**PASSAGE EXTRAIT:**

L'incertitude est totale sur les possibilités de mettre fin à la profonde crise politique que vit la Tunisie depuis l'assassinat cet été de deux responsables politiques. Islamistes et opposants se rejettent la responsabilité de l’échec des pourparlers censés désigner un successeur à Ali Larayedh, Premier ministre issu du mouvement Enahdha, conformément à la feuille de route signée en octobre par la coalition au pouvoir et l'opposition.
Agé de 72 ans, le président du mouvement islamiste Enahdha, Rached Ghannouchi, longtemps exilé avant de regagner Tunis en janvier 2011, après la chute de Ben Ali, est sous le feu des critiques. L'épouse du député Mohamed Brahmi, tombé en juillet sous les balles des terroristes, l'accuse ouvertement de fermer les yeux sur la prolifération des salafistes. Lui, impassible, balaie toutes les accusations de l'opposition, notamment d'associations de femmes craignant l'établissement, à terme, de la Charia. Ce qu'il dément.
Le «dialogue national» se fait attendre
Dans un entretien au «Parisien»-«Aujourd'hui en France», paru mardi, le leader islamiste estime que l'heure est à la «reprise imminente» du dialogue et que les élections prochaines «confirmeront» sa majorité à l'Assemblée. Face à ses adversaires, furieux de voir les islamistes s'accaparer le pouvoir au détriment des jeunes révolutionnaires qui ont fait tomber Ben Ali, Ghannouchi reste de marbre. Son credo : le dialogue national permettra de trouver un accord afin de mettre fin à la crise.

Entrées enregistrées
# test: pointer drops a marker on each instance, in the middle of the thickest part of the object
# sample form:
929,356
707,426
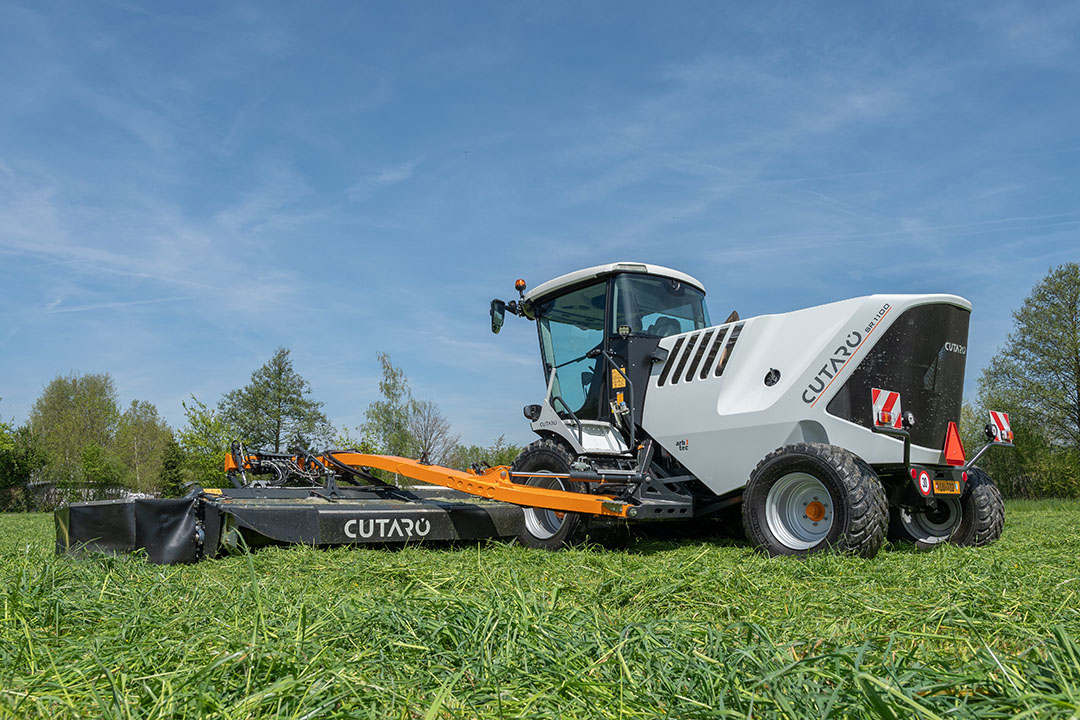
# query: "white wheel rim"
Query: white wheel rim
799,511
935,526
544,524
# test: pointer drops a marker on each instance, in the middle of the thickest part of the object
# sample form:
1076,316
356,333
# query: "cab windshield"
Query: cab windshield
657,307
571,325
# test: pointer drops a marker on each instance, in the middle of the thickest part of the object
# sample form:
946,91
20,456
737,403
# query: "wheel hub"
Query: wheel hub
799,511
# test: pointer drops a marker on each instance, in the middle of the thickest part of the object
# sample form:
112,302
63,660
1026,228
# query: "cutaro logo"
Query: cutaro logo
387,528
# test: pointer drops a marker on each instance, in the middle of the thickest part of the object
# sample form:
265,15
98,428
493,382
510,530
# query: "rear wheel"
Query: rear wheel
926,528
548,529
810,497
984,512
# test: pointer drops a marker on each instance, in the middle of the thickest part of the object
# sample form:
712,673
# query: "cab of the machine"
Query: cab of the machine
598,328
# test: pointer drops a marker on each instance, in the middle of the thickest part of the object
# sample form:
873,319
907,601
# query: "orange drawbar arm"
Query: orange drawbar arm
495,484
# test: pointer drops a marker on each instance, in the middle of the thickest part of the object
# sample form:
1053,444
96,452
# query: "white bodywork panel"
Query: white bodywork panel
721,426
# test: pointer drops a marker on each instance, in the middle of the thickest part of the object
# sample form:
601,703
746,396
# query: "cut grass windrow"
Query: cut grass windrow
698,628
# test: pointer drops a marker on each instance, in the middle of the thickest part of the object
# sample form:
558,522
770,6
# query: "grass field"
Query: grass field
691,628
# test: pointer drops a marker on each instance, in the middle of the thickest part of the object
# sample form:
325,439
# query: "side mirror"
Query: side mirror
498,315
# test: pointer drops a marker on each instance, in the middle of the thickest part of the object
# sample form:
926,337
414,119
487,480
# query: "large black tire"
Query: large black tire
929,528
547,529
784,512
984,512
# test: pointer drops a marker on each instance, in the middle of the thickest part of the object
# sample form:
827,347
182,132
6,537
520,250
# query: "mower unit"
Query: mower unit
833,426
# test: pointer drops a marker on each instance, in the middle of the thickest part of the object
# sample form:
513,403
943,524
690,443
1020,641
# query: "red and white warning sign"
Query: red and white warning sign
1000,426
925,483
886,408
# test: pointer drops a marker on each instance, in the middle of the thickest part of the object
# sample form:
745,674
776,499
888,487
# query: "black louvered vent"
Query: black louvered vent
727,351
698,355
685,357
671,362
714,351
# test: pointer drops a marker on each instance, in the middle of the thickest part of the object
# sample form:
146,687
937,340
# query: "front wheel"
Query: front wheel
810,497
548,529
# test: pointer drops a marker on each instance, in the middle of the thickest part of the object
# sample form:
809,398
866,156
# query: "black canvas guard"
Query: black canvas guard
165,529
190,529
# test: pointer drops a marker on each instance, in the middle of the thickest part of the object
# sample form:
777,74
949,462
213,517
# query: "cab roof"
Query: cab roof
599,271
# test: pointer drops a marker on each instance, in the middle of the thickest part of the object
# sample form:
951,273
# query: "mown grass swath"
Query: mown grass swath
690,628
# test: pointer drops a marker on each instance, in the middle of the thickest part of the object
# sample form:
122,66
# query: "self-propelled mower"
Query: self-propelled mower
833,426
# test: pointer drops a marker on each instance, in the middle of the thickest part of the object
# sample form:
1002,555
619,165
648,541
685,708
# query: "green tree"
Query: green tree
1036,378
172,479
99,466
72,413
19,459
388,419
499,452
140,440
205,440
275,408
431,433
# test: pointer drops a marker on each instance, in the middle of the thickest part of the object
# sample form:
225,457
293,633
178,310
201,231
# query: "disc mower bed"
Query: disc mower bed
216,521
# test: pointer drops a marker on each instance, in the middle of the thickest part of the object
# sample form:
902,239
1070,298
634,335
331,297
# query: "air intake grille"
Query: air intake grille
702,345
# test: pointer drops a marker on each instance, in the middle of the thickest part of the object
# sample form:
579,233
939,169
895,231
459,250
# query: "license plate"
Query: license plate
946,487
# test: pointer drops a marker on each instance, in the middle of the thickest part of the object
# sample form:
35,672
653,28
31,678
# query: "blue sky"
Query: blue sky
185,187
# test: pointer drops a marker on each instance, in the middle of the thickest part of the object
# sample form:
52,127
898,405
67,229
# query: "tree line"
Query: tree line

**EXERCICE PROPOSÉ 1:**
Répondez brièvement aux questions suivantes d'après l'article sur la crise politique en Tunisie.
(a) Comment s'appelle le Premier ministre à qui l'on cherche un successeur, et de quel mouvement est-il issu ?
(b) Quel âge a Rached Ghannouchi ?
(c) Dans quel journal l'entretien avec le leader islamiste a-t-il paru, et quel jour ?
**EXERCICE PROPOSÉ 2:** Rédigez la suite de l'article sur la crise politique en Tunisie, à partir de sa dernière phrase.
Les entrées ne sont pas nécessaires.

**RÉPONSE ATTENDUE 1:**
(a) Ali Larayedh, issu du mouvement Enahdha.
(b) 72 ans.
(c) Dans «Le Parisien»-«Aujourd'hui en France», mardi.

**RÉPONSE ATTENDUE 2:**
Sur le papier, cet accord prévoit la désignation d'un nouveau Premier ministre qui aura, lui, quinze jours pour former un nouvelle équipe. A l'issue de cette période, le cabinet en place démissionnera. Dans le même temps, il faut trouver un consensus sur la future Constitution, mettre en place des instances électorales indépendantes et établir un calendrier. «Ce n'est pas une mince affaire», reconnait le président de l'Assemblée constituante, Mustapha Ben Djaafar, un des leaders de la troïka au pouvoir.
Début novembre l'esquisse de ce fameux dialogue a tourné court. Il s'est heurté aux querelles politiques, notamment pour désigner le futur chef du gouvernement. Chacun soutenant son candidat. Faute de consensus, il a été suspendu au grand regret du puissant syndicat UGTT qui joue la médiation.
Grève contre les inégalités, un siège d'Enahdha attaqué à Gafsa
La rue tunisienne ne croit guère à une entente entre les deux camps, que «tout oppose». Et la grogne sociale monte. Des mouvements de grève se multiplient. Ce mercredi, la région de Siliana était en grève pour commémorer la répression d'un mouvement social, il y a un an. Des heurts entre policiers et manifestants ont eu lieu. Ces derniers ont jeté des pierres sur la police, qui a répliqué de la même manière avant de tenter de disperser la foule en pourchassant en voiture les protestataires.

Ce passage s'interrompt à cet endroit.